PROBLEM REQUIREMENTS: Can you reproduce every one of the rows below word for word, leaving out the pictures?

Dataset records
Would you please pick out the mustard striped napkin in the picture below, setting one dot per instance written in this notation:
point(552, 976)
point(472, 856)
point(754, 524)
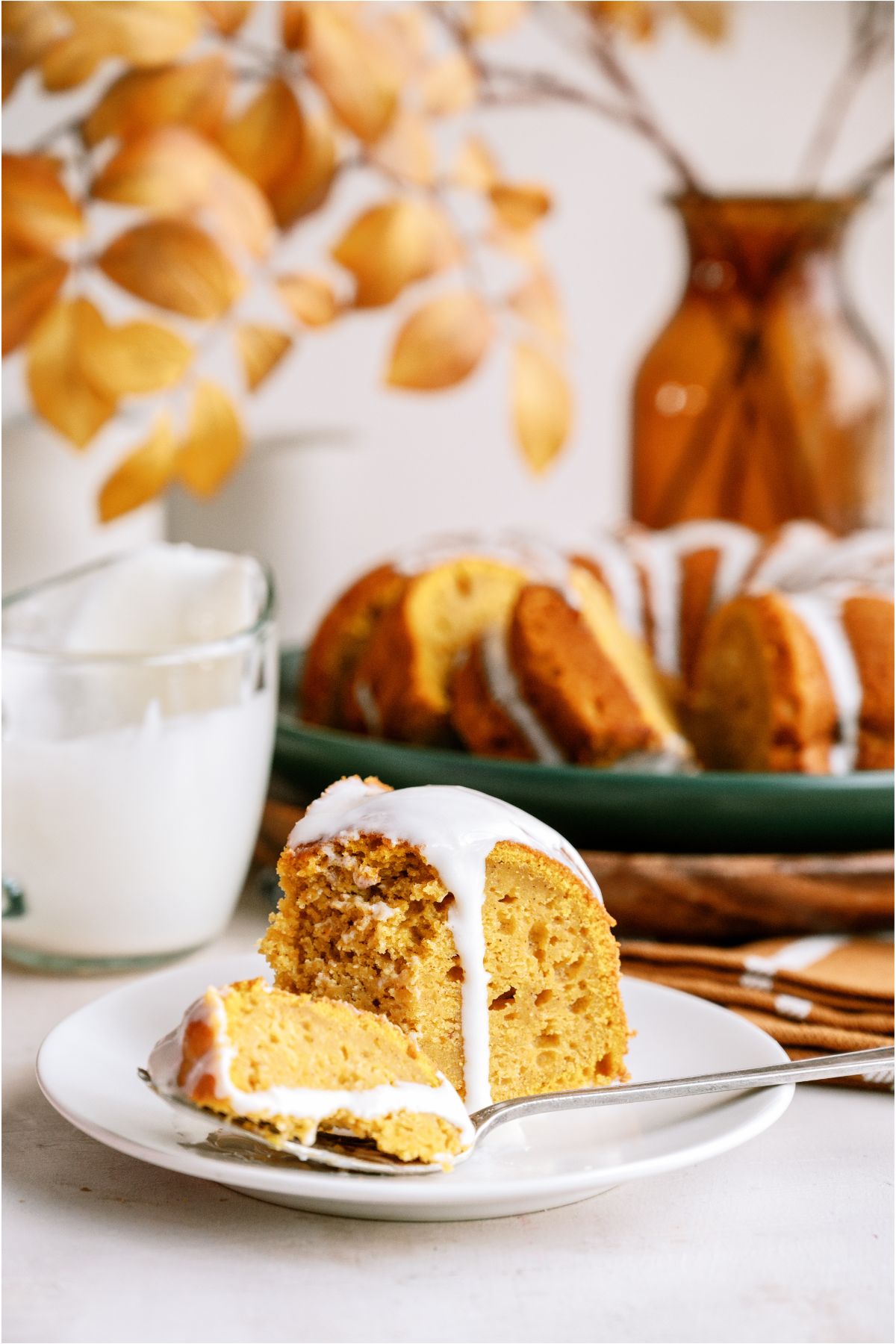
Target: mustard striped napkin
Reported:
point(815, 996)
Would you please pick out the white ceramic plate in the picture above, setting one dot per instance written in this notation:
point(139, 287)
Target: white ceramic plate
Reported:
point(87, 1070)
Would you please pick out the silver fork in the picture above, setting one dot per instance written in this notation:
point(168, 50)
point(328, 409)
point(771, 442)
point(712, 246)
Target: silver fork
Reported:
point(344, 1152)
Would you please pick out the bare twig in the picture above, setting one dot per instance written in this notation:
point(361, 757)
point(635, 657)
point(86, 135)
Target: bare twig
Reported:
point(871, 34)
point(865, 181)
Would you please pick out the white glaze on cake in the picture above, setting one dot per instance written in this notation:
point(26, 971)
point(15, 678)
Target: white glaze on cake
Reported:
point(790, 558)
point(504, 688)
point(656, 558)
point(621, 578)
point(539, 561)
point(822, 615)
point(662, 554)
point(311, 1104)
point(454, 830)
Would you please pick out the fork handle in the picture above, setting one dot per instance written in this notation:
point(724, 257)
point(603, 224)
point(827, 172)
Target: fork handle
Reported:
point(795, 1071)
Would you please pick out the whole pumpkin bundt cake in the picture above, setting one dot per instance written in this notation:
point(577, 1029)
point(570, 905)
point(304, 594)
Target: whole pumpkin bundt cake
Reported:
point(464, 921)
point(285, 1065)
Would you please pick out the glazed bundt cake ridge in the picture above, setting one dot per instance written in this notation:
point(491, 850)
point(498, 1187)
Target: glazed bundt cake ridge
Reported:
point(465, 921)
point(285, 1065)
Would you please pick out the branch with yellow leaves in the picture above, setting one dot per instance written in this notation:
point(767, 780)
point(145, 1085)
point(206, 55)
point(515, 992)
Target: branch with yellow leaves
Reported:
point(220, 191)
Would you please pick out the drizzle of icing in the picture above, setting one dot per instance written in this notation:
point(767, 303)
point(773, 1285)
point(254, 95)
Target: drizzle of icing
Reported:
point(621, 577)
point(504, 688)
point(822, 615)
point(312, 1104)
point(794, 553)
point(454, 830)
point(539, 561)
point(662, 554)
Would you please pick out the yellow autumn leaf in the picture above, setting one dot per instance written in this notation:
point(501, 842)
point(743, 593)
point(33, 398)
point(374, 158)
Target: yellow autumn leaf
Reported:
point(519, 206)
point(474, 166)
point(633, 18)
point(72, 60)
point(390, 246)
point(541, 406)
point(265, 139)
point(143, 475)
point(37, 208)
point(30, 28)
point(143, 33)
point(60, 389)
point(134, 358)
point(441, 343)
point(311, 299)
point(214, 443)
point(406, 37)
point(408, 149)
point(351, 70)
point(449, 87)
point(307, 181)
point(31, 280)
point(293, 25)
point(172, 171)
point(261, 349)
point(707, 19)
point(193, 94)
point(492, 18)
point(520, 243)
point(227, 15)
point(173, 265)
point(536, 302)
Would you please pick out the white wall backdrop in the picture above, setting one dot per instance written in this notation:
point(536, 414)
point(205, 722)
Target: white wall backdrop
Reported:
point(418, 464)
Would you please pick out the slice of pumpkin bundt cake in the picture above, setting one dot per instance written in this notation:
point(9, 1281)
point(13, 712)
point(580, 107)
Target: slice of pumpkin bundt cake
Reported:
point(284, 1065)
point(467, 922)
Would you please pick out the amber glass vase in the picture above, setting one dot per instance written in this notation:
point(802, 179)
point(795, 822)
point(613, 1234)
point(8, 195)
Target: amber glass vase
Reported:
point(763, 399)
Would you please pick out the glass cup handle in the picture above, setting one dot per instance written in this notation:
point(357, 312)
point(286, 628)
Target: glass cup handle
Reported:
point(13, 900)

OUTPUT BELOW:
Would you please pick out the mustard striped napkin in the picture below, setting one dot per instance written in this notation:
point(552, 976)
point(472, 856)
point(754, 524)
Target: mustard striped napkin
Reported:
point(815, 996)
Would you please pick out the white ceramic plate in the picture above, setting one dot per instance written in this notation:
point(139, 287)
Target: white ceramic plate
Reported:
point(87, 1070)
Would you please pick out the silver fork in the picture above, setting one dot per instance written in this notation:
point(168, 50)
point(328, 409)
point(771, 442)
point(712, 246)
Target: silver fork
Reported:
point(344, 1152)
Would you please pick out the bare twig in the picture above, setting one dot per instance written in this notation:
point(361, 757)
point(635, 657)
point(86, 135)
Target: bare twig
Reported:
point(871, 34)
point(865, 181)
Would you please pick out the white glaze on cake in the picture above, setting one dot per instance written in this notation:
point(26, 971)
point(15, 678)
Target: white glaze on cake
Reported:
point(790, 558)
point(504, 688)
point(656, 558)
point(621, 578)
point(539, 561)
point(822, 615)
point(662, 554)
point(311, 1104)
point(454, 830)
Would you please pick out the fork handle in the picture above, setting one dot per instance written in this notation:
point(724, 257)
point(603, 224)
point(827, 172)
Target: fork handle
Reported:
point(795, 1071)
Would you please pick out the whole pumpkin bundt cake in the picture above, setting one dot per instance written in this notation:
point(577, 1029)
point(570, 905)
point(304, 594)
Target: whole pumpkin bundt cake
Reported:
point(464, 921)
point(285, 1065)
Would you please pick out the glazed bundt cake ridge in the picture above, setting one dot per instance written in this notation:
point(491, 850)
point(498, 1187)
Target: glazed bundt cake ridge
Reported:
point(465, 921)
point(285, 1065)
Would you please pick out the branch with yellow leaves in the picture above, setting one dot per instance written in this notation:
point(767, 780)
point(145, 1085)
point(206, 55)
point(515, 992)
Target: branch with yellow leaves
Reported:
point(220, 191)
Would you please pick out the drizzle of icing in the picture above, setting one dot per instance written in this notation:
point(767, 303)
point(773, 1285)
point(254, 95)
Target: drizzle of icing
Reported:
point(621, 577)
point(504, 688)
point(822, 615)
point(312, 1104)
point(794, 553)
point(454, 830)
point(539, 561)
point(662, 554)
Would you please pick out the yellow autumn leaf in the picture above, setting one dot per instance written in this notation:
point(501, 842)
point(743, 593)
point(33, 398)
point(374, 158)
Target: yellow autumn leaf
Reported:
point(519, 206)
point(474, 166)
point(633, 18)
point(72, 60)
point(390, 246)
point(541, 406)
point(265, 139)
point(143, 475)
point(37, 208)
point(30, 28)
point(143, 33)
point(60, 389)
point(134, 358)
point(441, 343)
point(311, 299)
point(214, 443)
point(406, 37)
point(408, 149)
point(351, 70)
point(449, 87)
point(307, 181)
point(31, 280)
point(293, 25)
point(172, 171)
point(261, 349)
point(707, 19)
point(193, 94)
point(492, 18)
point(520, 243)
point(227, 15)
point(173, 265)
point(536, 302)
Would you please pick out the white wall backdrop in the picture above, setting one dot per instance written in this notation:
point(536, 414)
point(205, 722)
Target: white wall backdrop
Reported:
point(418, 464)
Would you please pick out the slice of pumpkin bundt cake in the picture above, setting one dot per instance written in this notation:
point(9, 1281)
point(13, 712)
point(580, 107)
Target: slice of pumpkin bundt cake
Reported:
point(284, 1065)
point(467, 922)
Would you please pick out the amber glass vase in the picture above, setting one dot per instance written in this notation:
point(802, 179)
point(795, 822)
point(613, 1234)
point(8, 195)
Target: amber glass vase
Reported:
point(763, 399)
Would you please pick out the glass cup handle in the picture above, setting one dot per instance written in this notation:
point(357, 312)
point(286, 628)
Target: glass cup handle
Reported:
point(13, 900)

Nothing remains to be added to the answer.